Work to be completed. Could you write out the opening lines of the data, word for word, stopping after the line that contains "TARGET: the woman's smiling face"?

Stored items.
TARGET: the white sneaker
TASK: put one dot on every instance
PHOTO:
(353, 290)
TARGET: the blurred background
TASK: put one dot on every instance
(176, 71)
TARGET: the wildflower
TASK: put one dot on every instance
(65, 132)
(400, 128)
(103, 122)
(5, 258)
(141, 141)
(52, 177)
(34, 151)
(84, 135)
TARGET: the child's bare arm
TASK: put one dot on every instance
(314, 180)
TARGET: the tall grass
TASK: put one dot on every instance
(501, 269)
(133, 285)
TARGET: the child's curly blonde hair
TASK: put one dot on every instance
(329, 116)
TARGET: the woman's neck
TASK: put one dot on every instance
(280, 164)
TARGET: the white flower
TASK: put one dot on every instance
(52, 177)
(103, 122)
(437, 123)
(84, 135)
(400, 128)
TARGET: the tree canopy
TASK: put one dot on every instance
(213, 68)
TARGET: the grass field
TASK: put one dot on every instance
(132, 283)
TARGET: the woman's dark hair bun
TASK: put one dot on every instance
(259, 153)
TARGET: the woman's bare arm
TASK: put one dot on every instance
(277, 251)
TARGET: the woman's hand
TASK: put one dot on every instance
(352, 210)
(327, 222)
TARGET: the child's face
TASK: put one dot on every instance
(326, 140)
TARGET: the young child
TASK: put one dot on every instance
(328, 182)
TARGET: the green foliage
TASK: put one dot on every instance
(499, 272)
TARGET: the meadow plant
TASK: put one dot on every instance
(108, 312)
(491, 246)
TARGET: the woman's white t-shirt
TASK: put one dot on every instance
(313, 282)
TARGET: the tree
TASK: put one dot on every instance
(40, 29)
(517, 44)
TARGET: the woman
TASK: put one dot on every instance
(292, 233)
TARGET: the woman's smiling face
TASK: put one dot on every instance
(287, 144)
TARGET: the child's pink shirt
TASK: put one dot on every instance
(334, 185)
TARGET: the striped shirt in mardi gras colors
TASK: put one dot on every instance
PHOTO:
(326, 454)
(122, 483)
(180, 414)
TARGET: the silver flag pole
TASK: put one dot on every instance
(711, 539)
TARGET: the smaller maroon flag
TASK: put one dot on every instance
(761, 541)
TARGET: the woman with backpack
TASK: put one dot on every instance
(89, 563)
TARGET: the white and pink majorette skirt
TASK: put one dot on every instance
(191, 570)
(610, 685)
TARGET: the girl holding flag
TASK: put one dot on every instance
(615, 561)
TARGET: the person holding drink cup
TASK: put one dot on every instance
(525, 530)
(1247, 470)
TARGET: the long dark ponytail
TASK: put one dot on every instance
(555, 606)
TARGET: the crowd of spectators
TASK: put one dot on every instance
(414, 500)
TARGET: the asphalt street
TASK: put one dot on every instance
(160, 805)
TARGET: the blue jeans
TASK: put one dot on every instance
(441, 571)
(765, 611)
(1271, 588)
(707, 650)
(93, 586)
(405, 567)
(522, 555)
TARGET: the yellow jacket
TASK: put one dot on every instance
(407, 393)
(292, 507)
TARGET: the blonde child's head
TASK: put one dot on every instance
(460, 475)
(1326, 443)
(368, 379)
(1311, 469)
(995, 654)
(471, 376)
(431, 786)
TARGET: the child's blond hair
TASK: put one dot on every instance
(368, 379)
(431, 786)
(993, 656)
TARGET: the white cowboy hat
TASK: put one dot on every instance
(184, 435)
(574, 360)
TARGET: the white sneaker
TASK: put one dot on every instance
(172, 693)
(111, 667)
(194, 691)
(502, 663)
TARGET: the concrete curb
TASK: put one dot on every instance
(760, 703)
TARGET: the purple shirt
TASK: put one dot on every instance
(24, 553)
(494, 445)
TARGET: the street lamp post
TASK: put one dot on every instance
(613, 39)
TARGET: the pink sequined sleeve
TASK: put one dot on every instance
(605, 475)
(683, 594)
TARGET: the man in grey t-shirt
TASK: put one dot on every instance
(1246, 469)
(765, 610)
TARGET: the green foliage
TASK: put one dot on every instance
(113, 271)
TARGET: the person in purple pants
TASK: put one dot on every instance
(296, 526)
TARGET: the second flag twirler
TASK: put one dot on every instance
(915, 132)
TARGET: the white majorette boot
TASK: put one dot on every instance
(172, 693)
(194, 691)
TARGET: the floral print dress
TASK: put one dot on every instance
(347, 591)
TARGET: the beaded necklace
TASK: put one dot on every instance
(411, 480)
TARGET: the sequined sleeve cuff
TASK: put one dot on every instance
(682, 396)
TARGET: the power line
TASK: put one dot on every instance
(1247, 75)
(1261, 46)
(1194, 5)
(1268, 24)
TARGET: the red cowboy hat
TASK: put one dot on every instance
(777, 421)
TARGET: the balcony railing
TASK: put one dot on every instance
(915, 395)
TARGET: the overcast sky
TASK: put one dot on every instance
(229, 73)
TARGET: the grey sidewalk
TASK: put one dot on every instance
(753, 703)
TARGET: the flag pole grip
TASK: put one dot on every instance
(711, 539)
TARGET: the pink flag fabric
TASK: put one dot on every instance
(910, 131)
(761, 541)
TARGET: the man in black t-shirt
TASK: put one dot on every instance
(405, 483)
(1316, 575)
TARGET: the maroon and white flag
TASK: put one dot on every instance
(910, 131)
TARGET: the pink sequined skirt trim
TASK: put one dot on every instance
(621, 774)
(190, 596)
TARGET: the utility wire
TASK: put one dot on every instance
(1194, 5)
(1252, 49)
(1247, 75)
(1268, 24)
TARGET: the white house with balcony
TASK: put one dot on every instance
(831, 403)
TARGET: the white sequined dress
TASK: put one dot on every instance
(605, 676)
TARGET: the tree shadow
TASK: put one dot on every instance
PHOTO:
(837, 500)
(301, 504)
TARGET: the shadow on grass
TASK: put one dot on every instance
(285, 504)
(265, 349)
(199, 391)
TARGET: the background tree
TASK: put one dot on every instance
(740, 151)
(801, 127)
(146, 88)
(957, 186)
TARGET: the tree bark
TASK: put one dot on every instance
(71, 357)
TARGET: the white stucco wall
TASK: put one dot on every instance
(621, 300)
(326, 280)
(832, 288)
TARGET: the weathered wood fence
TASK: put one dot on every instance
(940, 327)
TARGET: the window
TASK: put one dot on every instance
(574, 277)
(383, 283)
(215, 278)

Response area.
TARGET: the white sneaker
TASK: put one dot on every instance
PHOTO:
(353, 290)
TARGET: the blurred background
TASK: put one dot on every instance
(176, 71)
TARGET: the wildflower
TASK: put one dot on every instance
(65, 132)
(400, 128)
(103, 122)
(5, 258)
(141, 141)
(52, 177)
(34, 151)
(84, 135)
TARGET: the child's bare arm
TASK: put one dot on every instance
(314, 180)
TARGET: the tall grass
TASK: put one dot on every instance
(501, 269)
(133, 285)
TARGET: the child's curly blonde hair
TASK: put one dot on every instance
(329, 116)
TARGET: the woman's neck
TASK: put one dot on every instance
(280, 164)
TARGET: the white flower
TASK: put one dot on every instance
(52, 177)
(103, 122)
(437, 123)
(84, 135)
(400, 128)
TARGET: the tree canopy
TASK: put one dot on every instance
(213, 68)
TARGET: the grass field
TASK: put one dot on every instance
(132, 283)
TARGET: the woman's dark hair bun
TASK: put one dot on every instance
(259, 153)
TARGET: the woman's bare arm
TASK: put one dot on every instance
(277, 251)
TARGET: the woman's hand
TASK: put one dot on every instance
(352, 210)
(327, 222)
TARGET: the child's face
TASK: put one dot on every instance
(326, 140)
TARGET: the young child
TASK: put one dot on every instance
(328, 182)
TARGET: the green foliage
TASK: put one dot on every instance
(499, 272)
TARGET: the meadow plant
TASK: put one dot on every instance
(108, 312)
(491, 246)
TARGET: the woman's white t-shirt
TASK: put one dot on every instance
(313, 282)
TARGET: the tree
TASK: put one dot on every instance
(40, 29)
(517, 44)
TARGET: the woman
TASK: put one dot on every instance
(292, 233)
TARGET: the woman's smiling face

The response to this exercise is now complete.